Excerpted text =>
#####
My buddy has an '08 dually with the 6.4, and has had the dealer do ALL of the scheduled service on it including oil changes. They just put a BRAND NEW motor in it at 43,000 miles under warranty, and he babies the crap out of his stuff, especially his trucks. The best part is that there were no updated parts from Ford for the stuff that was "out of tolerance" which included a few rocker arms and the piston rings. I think this is an indication that Ford pretty much gave up on these motors altogether. This particular dealer is installing an average of 1 new motor per week between the 6.0's and the 6.4's.


----------



## got-h2o (Sep 26, 2008)

You realize that there were an average of 300,000 6.0's produced PER YEAR right? Of course there will be plenty on the road with problems, and you will never hear stories of the MAJORITY of them that are just fine. Find me a diesel truck that doesn't require maintenance or need repairs and we have a miracle on our hands. One of my Cummins grenaded a turbo last year at 154k. My 04 6.0 lasted to 220k, and my 05 still has the stock one at 290k. Should I start on my Dmaxes? Nothing is perfect. Keep throwing tons of power at a 6.0, then b!tch that it popped a head gasket. That's the norm. I've had HG's go on 2 Dmaxes STOCK. FICM's, injectors up the ass, EGR coolers, you name it. 

I'm with Mark. I'll "chance" the newer truck and have a way better bang for my buck. 6.0's are great workhorses, especially for the $.


----------



## got-h2o (Sep 26, 2008)
#####
Entries from a pointing dataset
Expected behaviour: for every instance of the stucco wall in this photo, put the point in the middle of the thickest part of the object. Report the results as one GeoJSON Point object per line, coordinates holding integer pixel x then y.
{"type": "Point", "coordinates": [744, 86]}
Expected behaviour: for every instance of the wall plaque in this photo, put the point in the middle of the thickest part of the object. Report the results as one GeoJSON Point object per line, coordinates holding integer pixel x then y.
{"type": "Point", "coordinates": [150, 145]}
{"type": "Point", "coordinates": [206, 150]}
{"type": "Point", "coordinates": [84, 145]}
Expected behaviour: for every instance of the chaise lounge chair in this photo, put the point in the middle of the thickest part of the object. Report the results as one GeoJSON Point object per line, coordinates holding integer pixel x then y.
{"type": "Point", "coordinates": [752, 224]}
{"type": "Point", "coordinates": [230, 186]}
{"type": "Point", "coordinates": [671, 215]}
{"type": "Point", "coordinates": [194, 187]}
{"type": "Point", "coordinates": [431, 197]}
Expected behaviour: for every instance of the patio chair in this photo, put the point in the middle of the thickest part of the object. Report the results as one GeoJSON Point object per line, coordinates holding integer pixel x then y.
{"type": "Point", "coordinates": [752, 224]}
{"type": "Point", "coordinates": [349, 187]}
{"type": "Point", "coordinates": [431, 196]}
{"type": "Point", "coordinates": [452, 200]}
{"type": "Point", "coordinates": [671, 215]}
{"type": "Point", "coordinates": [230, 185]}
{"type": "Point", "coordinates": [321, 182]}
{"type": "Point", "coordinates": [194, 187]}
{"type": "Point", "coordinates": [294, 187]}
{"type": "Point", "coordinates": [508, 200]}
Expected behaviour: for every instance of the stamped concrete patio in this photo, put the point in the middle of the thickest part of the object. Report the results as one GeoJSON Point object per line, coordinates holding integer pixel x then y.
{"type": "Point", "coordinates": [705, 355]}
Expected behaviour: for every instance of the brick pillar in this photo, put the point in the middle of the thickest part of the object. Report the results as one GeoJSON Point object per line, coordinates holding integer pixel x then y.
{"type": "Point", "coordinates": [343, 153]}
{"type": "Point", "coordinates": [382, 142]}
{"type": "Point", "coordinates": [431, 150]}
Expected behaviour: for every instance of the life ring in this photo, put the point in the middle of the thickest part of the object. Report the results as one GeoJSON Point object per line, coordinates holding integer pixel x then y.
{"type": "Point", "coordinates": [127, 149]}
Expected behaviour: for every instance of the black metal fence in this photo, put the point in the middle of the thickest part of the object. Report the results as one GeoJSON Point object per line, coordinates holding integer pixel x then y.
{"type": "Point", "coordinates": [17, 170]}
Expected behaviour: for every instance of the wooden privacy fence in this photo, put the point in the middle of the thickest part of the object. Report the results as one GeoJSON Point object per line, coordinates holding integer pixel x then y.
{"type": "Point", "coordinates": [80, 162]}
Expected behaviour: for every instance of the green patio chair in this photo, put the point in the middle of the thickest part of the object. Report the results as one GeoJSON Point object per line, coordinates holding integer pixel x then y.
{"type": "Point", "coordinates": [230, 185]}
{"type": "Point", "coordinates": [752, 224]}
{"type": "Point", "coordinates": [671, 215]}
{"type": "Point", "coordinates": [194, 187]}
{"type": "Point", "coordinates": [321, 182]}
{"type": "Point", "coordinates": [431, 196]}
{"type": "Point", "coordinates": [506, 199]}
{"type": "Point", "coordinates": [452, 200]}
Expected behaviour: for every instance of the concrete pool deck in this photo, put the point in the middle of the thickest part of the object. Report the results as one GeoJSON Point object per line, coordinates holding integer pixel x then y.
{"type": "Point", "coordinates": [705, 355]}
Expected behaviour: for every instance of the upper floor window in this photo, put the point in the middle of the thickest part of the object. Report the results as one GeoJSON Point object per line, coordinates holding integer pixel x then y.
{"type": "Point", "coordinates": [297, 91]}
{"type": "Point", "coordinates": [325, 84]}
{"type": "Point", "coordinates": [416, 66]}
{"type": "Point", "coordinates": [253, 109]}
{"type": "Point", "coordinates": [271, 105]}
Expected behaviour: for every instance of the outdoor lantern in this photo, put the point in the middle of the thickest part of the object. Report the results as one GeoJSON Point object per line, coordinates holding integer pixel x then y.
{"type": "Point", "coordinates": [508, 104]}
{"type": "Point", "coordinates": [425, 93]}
#####
Write what comes next in the forum thread about Ford diesel engines, picking up after its last line.

And the "babies the crap out of his stuff" is the problem. Honestly. I believe 100% that my 6.0's have lasted as long as they have b/c they're rode hard and put away wet.


----------



## tjctransport (Nov 22, 2008)

agreed the 6.0 and 6.4 do not like to be driven by little old ladies going to church on sunday. 
they need to be worked, otherwise they are going to give you problems.


----------



## Ultra Duty (Jul 16, 2010)

It too amazes me how many people bad mouth 6.0's, 6.4's and now even the 6.7's. These are the people that usually rolling the old plow trucks on the road! Only reason we don't have anything older than 04 is b/c the older trucks seemed to rust out way faster than the new ones. Once you plow with diesel you won't go back, doesn't matter if your used to a 460gas motor or a GM 8.1 the torque cannot be duplicated. I am also surprised how many people question why we plow with brand new trucks! Can't imagine spending $50k on a truck and letting it sit in the garage. These trucks are built for work and new one doesn't breakdown like that 99 or 2000 with 250k on the clock. Again, if you plow on the side and it's not a business than all of this doesn't really matter.


----------



## MickiRig1 (Dec 5, 2003)

I drive 6.0 PSD everyday at work on an ambulance. We have like 8 of them. Everyone has been a problem. The kids I work with no doubt drive then like they stole them. You hit 150,000 and the injectors and EGR start having problems. One of the problems are they Idle for many hours a day. This may be why they develop problems. Personally I LOVE the 6.0 PSD. It's a drivers engine and tranny. I love to drive them when running great. They have to be a great plow truck engine!


----------



## randomb0b123 (Jul 14, 2010)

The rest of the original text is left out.